[Dataset items]
___

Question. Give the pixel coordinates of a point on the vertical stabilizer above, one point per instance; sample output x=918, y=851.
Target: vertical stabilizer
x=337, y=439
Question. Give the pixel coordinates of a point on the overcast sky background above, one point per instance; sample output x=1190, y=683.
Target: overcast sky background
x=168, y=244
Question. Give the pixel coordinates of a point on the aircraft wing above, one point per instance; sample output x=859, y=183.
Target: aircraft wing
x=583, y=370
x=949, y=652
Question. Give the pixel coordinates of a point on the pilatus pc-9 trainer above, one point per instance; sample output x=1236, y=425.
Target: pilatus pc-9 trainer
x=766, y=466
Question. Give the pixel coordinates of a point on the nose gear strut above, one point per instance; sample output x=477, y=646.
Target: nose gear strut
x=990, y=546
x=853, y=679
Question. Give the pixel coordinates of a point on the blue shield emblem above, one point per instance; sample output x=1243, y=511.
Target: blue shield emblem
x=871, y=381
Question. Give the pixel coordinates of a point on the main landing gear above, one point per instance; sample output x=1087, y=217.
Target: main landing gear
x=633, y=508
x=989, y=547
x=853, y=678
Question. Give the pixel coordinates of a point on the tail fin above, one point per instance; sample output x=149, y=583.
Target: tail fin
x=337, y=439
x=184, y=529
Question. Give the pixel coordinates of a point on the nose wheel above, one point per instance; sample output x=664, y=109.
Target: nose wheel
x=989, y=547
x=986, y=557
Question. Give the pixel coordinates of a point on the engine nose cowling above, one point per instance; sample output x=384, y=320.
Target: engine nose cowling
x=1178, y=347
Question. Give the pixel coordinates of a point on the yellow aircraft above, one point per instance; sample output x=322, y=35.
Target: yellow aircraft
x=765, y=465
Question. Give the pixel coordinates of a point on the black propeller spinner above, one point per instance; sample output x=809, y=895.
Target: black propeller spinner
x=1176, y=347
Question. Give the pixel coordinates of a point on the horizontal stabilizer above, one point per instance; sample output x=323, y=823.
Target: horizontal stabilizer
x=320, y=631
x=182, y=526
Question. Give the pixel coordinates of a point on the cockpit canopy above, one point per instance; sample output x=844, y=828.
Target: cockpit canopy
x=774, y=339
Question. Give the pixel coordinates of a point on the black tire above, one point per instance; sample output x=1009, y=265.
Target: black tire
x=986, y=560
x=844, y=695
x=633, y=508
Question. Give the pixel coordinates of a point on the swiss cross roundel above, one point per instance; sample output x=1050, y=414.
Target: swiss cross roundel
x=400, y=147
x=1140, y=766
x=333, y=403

___

PROBLEM TO SOLVE :: Every record above must be set down again, word for word.

OUTPUT OF THE TASK ::
Question. Give the pixel coordinates of a point on the vertical stabilizer above, one point per instance; sample output x=918, y=851.
Target: vertical stabilizer
x=337, y=439
Question. Give the pixel coordinates of a point on the overcast sky background above, one point per instance; sample output x=1190, y=683.
Target: overcast sky background
x=168, y=244
Question. Give the pixel coordinates of a point on the aircraft wing above, one point per instance; sample output x=859, y=183.
Target: aircraft wing
x=583, y=370
x=949, y=652
Question. Give the pixel coordinates of a point on the pilatus pc-9 trainer above, one point per instance; sample output x=1236, y=425.
Target: pilatus pc-9 trainer
x=766, y=466
Question. Give the pixel coordinates of a point on the nose gear strut above, one point per instance; sample output x=477, y=646.
Target: nose gear strut
x=990, y=546
x=853, y=679
Question. Give the pixel coordinates of a point on the blue shield emblem above, one point per instance; sample output x=1243, y=511.
Target: blue shield emblem
x=871, y=381
Question. Give the pixel coordinates of a point on the main landing gear above, one point per instance; sample output x=1087, y=217.
Target: main landing gear
x=633, y=508
x=989, y=547
x=853, y=678
Question. Give the pixel coordinates of a point on the tail fin above, one point per instance; sample output x=149, y=583.
Target: tail fin
x=337, y=439
x=184, y=529
Question. Give the pixel coordinates of a point on the nose wheel above, one point per instance; sample output x=664, y=109.
Target: nose wheel
x=989, y=547
x=986, y=557
Question. Give the pixel coordinates of a point on the engine nose cowling above, one point per instance; sample output x=384, y=320.
Target: engine nose cowling
x=1178, y=347
Question. Give the pixel coordinates of a point on the yellow aircraft above, one point per instance; sample output x=322, y=35.
Target: yellow aircraft
x=765, y=465
Question. Give the pixel coordinates of a point on the black propeller spinner above, one point per instance; sample output x=809, y=895.
Target: black propeller spinner
x=1176, y=347
Question. Give the pixel coordinates of a point on the horizontal stabilizer above, one point per instance; sample output x=323, y=823.
Target: horizontal stabilizer
x=320, y=631
x=182, y=526
Question. Give the pixel coordinates of a point on the cockpit canopy above, one point per instance; sample output x=844, y=828.
Target: cockpit canopy
x=774, y=339
Question. Give the pixel coordinates of a point on the black tire above, one point per instance; sample output x=1009, y=265.
Target: black tire
x=986, y=560
x=844, y=695
x=633, y=508
Question. Give the pixel coordinates of a point on the swiss cross roundel above, one point per instance; sample output x=1050, y=414.
Target: swiss cross roundel
x=400, y=147
x=1140, y=766
x=333, y=403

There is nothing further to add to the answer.